* BEGIN *

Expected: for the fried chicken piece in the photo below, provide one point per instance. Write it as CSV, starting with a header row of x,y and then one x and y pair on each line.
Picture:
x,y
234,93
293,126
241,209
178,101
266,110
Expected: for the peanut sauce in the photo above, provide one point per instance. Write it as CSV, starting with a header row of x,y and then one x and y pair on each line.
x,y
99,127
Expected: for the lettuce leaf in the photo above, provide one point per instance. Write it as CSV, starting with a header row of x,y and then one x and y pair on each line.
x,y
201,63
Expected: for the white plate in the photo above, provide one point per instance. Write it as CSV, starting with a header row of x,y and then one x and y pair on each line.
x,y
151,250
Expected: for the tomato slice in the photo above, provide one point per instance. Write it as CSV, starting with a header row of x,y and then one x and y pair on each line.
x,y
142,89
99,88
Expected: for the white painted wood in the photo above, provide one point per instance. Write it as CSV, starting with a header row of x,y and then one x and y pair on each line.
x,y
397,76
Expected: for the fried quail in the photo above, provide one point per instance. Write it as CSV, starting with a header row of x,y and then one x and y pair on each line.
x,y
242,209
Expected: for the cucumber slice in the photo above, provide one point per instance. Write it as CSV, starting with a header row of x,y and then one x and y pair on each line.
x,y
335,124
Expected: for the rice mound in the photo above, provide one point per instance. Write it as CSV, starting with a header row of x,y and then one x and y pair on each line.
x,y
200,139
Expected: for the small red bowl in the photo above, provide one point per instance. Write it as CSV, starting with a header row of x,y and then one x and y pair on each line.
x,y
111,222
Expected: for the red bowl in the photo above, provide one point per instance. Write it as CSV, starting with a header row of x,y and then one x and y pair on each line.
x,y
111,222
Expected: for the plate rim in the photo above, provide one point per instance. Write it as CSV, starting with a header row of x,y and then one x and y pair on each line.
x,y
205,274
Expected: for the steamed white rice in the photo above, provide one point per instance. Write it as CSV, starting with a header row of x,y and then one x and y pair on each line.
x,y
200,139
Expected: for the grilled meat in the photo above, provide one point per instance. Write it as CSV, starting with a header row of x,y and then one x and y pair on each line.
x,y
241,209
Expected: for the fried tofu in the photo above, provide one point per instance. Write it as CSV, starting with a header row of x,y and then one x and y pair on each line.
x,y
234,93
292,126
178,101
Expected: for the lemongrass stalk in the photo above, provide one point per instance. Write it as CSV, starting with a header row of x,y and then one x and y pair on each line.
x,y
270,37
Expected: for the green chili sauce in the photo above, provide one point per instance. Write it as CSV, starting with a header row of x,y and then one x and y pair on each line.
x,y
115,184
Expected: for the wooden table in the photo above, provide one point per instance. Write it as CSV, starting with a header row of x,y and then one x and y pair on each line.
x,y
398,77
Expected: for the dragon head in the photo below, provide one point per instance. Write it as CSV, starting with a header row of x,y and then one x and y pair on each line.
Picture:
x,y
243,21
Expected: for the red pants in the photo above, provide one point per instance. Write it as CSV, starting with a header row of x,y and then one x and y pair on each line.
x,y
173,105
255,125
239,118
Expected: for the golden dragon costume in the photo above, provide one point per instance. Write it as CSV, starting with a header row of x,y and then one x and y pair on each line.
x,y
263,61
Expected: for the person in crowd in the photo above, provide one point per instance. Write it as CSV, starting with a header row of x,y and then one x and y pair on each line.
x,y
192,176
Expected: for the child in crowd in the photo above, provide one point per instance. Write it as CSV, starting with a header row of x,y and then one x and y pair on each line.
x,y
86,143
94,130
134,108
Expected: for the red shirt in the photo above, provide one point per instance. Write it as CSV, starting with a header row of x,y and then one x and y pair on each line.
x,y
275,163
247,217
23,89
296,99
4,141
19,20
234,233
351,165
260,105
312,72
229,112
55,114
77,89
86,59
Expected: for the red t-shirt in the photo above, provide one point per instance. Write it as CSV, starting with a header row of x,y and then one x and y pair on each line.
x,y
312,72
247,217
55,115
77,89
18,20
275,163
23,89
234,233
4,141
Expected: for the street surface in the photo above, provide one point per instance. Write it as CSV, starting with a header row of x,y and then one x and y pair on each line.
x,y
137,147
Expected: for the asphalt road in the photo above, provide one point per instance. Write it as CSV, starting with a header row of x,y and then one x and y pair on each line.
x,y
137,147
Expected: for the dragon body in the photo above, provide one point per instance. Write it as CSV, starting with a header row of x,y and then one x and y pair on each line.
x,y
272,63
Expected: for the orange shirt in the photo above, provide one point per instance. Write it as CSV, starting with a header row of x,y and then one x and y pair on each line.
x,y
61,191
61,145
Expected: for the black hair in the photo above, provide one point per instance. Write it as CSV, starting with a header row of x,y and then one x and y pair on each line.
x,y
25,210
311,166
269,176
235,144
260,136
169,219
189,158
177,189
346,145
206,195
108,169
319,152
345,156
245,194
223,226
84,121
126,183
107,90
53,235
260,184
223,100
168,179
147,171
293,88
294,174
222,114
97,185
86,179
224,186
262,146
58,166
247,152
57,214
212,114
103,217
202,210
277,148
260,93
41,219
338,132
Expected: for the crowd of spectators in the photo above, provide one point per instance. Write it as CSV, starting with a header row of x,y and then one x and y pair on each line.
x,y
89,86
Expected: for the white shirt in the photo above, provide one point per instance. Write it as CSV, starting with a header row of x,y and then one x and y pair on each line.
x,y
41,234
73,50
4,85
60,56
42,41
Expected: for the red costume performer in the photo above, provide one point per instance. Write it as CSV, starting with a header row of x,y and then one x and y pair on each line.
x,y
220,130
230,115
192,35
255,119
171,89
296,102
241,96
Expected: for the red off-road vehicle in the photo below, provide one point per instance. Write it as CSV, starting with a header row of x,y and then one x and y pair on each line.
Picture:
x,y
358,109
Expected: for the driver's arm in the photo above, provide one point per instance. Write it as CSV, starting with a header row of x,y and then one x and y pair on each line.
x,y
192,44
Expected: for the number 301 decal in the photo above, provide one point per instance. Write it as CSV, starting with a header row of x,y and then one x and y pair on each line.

* END *

▶ THE PROBLEM: Revise the material above by replacing each "header row" with "heading line" and leaving every other character as it is.

▶ THE COMPLETED TASK:
Expected: for the fried chicken piece in the photo below, provide one point per instance. Write it as CSV, starting with a heading line of x,y and then one x and y pair on each line.
Picture:
x,y
234,93
293,126
241,209
178,101
266,110
Expected: for the peanut sauce in the photo above, provide one point per instance. Write it as CSV, starting with a heading line of x,y and then one x and y pair on each line.
x,y
99,127
Expected: for the lettuce leaf in the photo above, provide one point per instance. Write it as CSV, starting with a heading line of x,y and then one x and y pair on each line.
x,y
201,63
Expected: for the white plate in the photo above, provide one point per instance. Write it as CSV, starting with a heading line of x,y and then one x and y pair on each line.
x,y
151,250
Expected: for the tomato slice in the photo above, provide one point per instance. Write it as CSV, starting with a heading line of x,y and then one x and y pair on each line.
x,y
142,89
99,88
Expected: for the white painted wood in the photo above, provide one point per instance. Write it as CSV, starting with a heading line of x,y and then one x and y pair on each line.
x,y
397,76
Expected: for the fried quail in the photo above, provide one point per instance. Write it as CSV, starting with a heading line of x,y and then one x and y pair on each line.
x,y
242,209
Expected: for the cucumber slice in the photo above, provide one point per instance. Write it as CSV, starting with a heading line of x,y and then one x and y pair on each line.
x,y
335,124
Expected: for the rice mound in the photo above, provide one point per instance. Write it as CSV, starting with a heading line of x,y and then one x and y pair on each line.
x,y
200,139
Expected: for the small red bowl in the photo above, provide one point per instance. Write it as CSV, starting with a heading line of x,y and then one x and y pair on each line.
x,y
111,222
Expected: for the red bowl in the photo above, provide one point per instance. Write it as CSV, starting with a heading line of x,y and then one x and y pair on each line.
x,y
111,222
Expected: for the plate rim in the photo above, provide one point per instance. Write it as CSV, starting with a heading line of x,y and then one x and y pair on each line.
x,y
205,274
Expected: for the steamed white rice in the photo above, provide one point per instance. Write it as CSV, starting with a heading line of x,y and then one x and y pair on each line.
x,y
200,139
Expected: for the grilled meat in the photo above, provide one point per instance. Write it as CSV, starting with a heading line of x,y and then one x and y pair on each line.
x,y
241,209
Expected: for the fried tofu in the photo above, provide one point per instance. Write it as CSV, starting with a heading line of x,y and then one x and y pair on each line.
x,y
234,93
292,126
178,101
Expected: for the lemongrass stalk in the photo above, provide one point per instance. Write it as CSV, starting with a heading line of x,y and then one x and y pair on each line.
x,y
270,37
Expected: for the green chili sauce in the photo above, provide one point per instance. Write it as CSV, starting with a heading line of x,y and then one x and y pair on each line.
x,y
115,184
Expected: for the wooden table in the photo above, provide one point per instance. Write it as CSV, starting with a heading line of x,y and then one x and y pair on each line.
x,y
398,77
Expected: for the dragon head in the photo below, provide one point per instance. Write it as CSV, starting with a heading line of x,y and then one x and y pair on each line.
Picture:
x,y
243,21
Expected: for the red pants in the photo above, provide one point per instance. Write it as CSV, starting with a heading line of x,y and then one x and y pair on each line.
x,y
173,105
255,125
239,118
Expected: for the golden dragon costume in the photo above, provide one point per instance. Write it as CSV, starting with a heading line of x,y and then one x and y pair on each line.
x,y
263,61
Expected: for the person in crowd in the photo above, provide one point per instance. Write it as CSV, starting with a heading line of x,y and then one x and y pair on each line.
x,y
192,176
Expected: for the child in crowd in the photo above, provide one point per instance. Write it as CSV, starting with a heading line of x,y and then one x and y pair on each line.
x,y
86,143
94,130
134,108
Expected: for the red shirt in the photo above, provide one point per instance. Write it as CSV, starting with a heading line of x,y and then one x and y pair on each line.
x,y
275,163
247,217
23,89
296,99
4,141
19,20
234,233
351,165
260,105
312,72
229,112
55,114
77,89
86,59
Expected: for the red t-shirt in the photo above, provide one point per instance. Write it as CSV, starting with a heading line of x,y and then one x and y pair on each line.
x,y
312,72
247,217
55,115
77,89
18,20
275,163
23,89
234,233
4,141
Expected: for the street surface in the photo above, provide one point per instance. Write it as CSV, starting with a heading line of x,y and then one x and y pair on each line.
x,y
137,147
Expected: for the asphalt road in the photo above, provide one point per instance. Write it as CSV, starting with a heading line of x,y and then one x and y pair on each line.
x,y
137,147
Expected: for the dragon body in the photo above, provide one point per instance. Write it as CSV, starting with a heading line of x,y and then one x and y pair on each line.
x,y
272,63
Expected: for the orange shirt in the photo above, provide one point per instance. Write it as CSV, starting with a heading line of x,y and then one x and y pair on each line.
x,y
61,191
61,145
Expected: for the black hair in the photo above, provide one point per instance. Write it as CSV, starting with a heading line of x,y and then one x and y pair on each line.
x,y
25,210
311,166
269,176
235,144
260,136
169,219
189,158
177,189
346,145
206,195
108,169
319,152
345,156
245,194
223,226
84,121
126,183
107,90
53,235
260,184
223,100
168,179
147,171
293,88
294,174
222,114
97,185
86,179
224,186
262,146
58,166
247,152
57,214
212,114
103,217
202,210
277,148
260,93
41,219
338,132
Expected: for the crowd of spectators in the photo above, provide one point per instance. Write it as CSV, starting with a heading line of x,y and then one x and y pair on each line.
x,y
89,86
Expected: for the white shirt in the photo above, provide one point per instance. Write it as CSV, starting with a heading line of x,y and then one x and y pair on each line.
x,y
41,234
73,50
4,85
60,56
42,41
Expected: for the red costume performer in the photo above, provide one point per instance. Write it as CSV, starting with a heading line of x,y and then one x and y pair on each line.
x,y
220,130
230,115
192,35
255,119
171,89
296,102
241,96
Expected: for the red off-road vehicle in the photo below, provide one point per instance. Write it as CSV, starting with a heading line of x,y and then one x and y pair on each line.
Picture:
x,y
358,109
Expected: for the driver's arm in the photo above, provide one point per instance. Write it as CSV, starting with a heading line of x,y and then one x and y pair on each line.
x,y
192,44
Expected: for the number 301 decal in the photo above, provide one point per instance. Write it as CSV, starting with a heading line of x,y and then one x and y pair on each line.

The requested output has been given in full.